EXERCISE: Copy word for word the passage of the blog post on education for children with special needs, starting at "It’s the end" and ending at "of our children.".

TEXT EXCERPT:
◆ ◆ ◆ ◆ ◆ ◆ ◆
The best education for our special needs children is important to parents. Guest blogger Lillian Flakes writes about 4 strategies she and her husband employ to provide the best education possible for their daughter, Catherine.
It’s the end of the school year and summer is nearly here. This time of year is marked by so many events – fun field trips, end-of-year performances, field day and of course the final parent-teacher conferences. This conference snapshot is sometimes trying for parents for children with special needsbecause this is a space where we are looking at the “true” academic progress of our children.
It is a moment of transparency. Yes, many of us know that the goals our children reach are not in line with their actual age or grade level. Intuitively, we also know what our children have achieved, though it is sometimes sobering when you look at it in black and white on paper.
My husband Merle and I have these feelings every year, yet we continue moving forward in a way that gives Catherine the best chance at an education. We believe we can support her education with a few simple steps:
Best Education Strategy #1: Make your benchmark using a genuine view of your child.
◆ ◆ ◆ ◆ ◆ ◆ ◆
INFORMATION SUPPLIED:
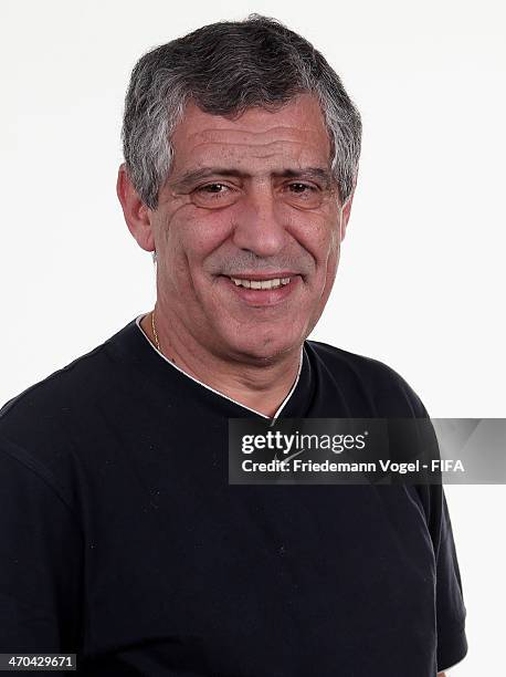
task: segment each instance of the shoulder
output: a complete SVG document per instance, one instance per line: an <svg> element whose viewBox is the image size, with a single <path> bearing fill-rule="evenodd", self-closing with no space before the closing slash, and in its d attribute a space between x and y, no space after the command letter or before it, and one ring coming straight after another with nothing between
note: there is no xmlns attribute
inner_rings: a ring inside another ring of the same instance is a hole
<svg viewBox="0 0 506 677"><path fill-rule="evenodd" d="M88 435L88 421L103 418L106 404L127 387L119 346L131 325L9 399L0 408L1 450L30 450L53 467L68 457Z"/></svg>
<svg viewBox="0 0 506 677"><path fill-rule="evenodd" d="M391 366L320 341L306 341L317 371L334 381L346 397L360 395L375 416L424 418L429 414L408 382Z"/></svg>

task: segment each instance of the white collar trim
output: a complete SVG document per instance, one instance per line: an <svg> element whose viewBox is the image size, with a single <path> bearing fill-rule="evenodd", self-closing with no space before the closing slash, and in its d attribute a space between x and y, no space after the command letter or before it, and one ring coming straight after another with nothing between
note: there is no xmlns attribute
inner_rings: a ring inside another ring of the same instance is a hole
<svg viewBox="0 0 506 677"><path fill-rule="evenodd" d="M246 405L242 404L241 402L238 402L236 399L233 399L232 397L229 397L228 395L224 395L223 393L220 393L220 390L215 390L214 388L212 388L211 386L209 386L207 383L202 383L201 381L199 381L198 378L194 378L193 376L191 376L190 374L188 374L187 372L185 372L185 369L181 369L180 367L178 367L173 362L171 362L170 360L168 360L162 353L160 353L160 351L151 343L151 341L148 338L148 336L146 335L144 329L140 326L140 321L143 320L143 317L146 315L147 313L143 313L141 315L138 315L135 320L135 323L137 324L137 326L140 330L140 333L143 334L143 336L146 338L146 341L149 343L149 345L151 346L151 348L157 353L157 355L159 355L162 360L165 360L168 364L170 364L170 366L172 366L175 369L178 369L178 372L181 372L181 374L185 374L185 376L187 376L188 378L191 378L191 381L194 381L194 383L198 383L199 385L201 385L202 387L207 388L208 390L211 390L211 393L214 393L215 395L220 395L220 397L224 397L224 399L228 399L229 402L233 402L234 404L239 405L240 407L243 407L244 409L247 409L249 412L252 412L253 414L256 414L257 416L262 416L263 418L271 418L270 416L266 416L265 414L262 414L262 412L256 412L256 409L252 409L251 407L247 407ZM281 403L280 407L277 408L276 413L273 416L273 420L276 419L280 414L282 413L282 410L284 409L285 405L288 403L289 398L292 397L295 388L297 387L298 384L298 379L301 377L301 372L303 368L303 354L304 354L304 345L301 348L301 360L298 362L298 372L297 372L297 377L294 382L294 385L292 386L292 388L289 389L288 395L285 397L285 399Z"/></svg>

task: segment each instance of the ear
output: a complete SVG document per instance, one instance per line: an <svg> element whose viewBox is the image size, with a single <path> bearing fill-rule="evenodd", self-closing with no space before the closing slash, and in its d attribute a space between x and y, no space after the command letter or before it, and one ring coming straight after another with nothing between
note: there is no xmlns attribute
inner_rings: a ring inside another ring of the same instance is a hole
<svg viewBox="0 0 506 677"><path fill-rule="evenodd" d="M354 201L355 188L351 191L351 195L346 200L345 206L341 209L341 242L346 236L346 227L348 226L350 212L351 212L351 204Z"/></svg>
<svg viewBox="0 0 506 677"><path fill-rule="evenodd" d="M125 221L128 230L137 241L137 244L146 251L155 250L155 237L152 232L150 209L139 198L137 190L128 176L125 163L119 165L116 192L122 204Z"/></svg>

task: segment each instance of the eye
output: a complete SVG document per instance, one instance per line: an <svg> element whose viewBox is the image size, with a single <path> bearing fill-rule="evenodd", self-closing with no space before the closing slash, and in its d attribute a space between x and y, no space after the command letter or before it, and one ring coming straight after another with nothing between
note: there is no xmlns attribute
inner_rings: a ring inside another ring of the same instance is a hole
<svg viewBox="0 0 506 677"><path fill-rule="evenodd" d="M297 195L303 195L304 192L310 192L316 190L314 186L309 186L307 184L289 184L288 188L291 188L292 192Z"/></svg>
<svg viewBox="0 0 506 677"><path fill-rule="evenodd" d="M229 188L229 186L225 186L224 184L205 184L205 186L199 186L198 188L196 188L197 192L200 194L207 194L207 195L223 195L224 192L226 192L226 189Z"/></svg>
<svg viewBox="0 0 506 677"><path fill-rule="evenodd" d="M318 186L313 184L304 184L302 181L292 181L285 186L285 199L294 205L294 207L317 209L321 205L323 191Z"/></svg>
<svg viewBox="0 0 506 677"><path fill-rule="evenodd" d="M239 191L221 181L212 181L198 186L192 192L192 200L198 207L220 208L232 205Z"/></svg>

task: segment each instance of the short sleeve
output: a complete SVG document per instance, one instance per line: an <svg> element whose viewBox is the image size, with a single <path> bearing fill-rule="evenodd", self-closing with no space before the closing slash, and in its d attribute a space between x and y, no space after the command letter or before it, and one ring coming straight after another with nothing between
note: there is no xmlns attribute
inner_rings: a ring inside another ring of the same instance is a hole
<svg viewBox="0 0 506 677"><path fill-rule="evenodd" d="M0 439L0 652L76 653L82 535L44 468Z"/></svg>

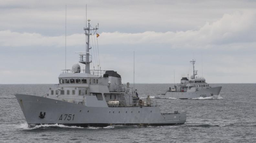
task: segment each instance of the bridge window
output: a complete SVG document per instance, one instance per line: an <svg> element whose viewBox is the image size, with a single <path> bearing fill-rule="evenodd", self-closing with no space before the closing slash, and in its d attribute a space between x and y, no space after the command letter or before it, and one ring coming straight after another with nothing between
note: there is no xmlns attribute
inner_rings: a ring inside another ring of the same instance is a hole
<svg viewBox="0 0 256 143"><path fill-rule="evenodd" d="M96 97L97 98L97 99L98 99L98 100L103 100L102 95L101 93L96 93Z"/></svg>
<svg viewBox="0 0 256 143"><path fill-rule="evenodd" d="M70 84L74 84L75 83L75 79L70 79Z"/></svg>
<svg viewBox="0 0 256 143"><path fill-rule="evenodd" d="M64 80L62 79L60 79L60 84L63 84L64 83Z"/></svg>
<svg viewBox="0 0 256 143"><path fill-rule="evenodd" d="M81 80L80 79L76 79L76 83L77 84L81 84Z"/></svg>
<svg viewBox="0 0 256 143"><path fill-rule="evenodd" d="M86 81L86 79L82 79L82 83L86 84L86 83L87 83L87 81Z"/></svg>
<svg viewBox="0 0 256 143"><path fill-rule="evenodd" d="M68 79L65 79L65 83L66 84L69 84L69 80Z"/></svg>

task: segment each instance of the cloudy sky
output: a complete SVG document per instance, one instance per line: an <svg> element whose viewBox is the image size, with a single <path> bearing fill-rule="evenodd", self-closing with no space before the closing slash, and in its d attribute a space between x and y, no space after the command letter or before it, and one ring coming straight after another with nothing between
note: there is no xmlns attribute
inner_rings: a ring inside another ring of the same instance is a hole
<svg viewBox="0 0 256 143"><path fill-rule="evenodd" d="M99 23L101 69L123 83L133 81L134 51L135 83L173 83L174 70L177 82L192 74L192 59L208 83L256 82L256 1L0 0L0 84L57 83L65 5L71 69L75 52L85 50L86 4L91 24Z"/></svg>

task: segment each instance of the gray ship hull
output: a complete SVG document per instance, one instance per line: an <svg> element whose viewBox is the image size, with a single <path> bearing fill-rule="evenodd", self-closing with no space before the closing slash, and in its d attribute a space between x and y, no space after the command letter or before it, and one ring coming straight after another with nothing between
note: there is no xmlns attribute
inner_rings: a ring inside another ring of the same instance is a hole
◆ ◆ ◆ ◆ ◆ ◆ ◆
EXERCISE SOLUTION:
It’s the end of the school year and summer is nearly here. This time of year is marked by so many events – fun field trips, end-of-year performances, field day and of course the final parent-teacher conferences. This conference snapshot is sometimes trying for parents for children with special needsbecause this is a space where we are looking at the “true” academic progress of our children.